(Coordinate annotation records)
○ ○ ○ ○

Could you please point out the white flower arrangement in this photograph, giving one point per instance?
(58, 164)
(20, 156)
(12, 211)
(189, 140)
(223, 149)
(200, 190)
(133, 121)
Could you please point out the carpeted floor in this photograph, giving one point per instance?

○ ○ ○ ○

## AIM
Copy the rows above word for word, keeping every line in its original order.

## EXPECTED ANSWER
Could you please point out the white flower arrangement in this photograph, giving one point per instance?
(58, 164)
(20, 156)
(12, 211)
(189, 140)
(223, 149)
(200, 190)
(133, 121)
Could you please point out the carpeted floor in this photograph, giving one point per instance?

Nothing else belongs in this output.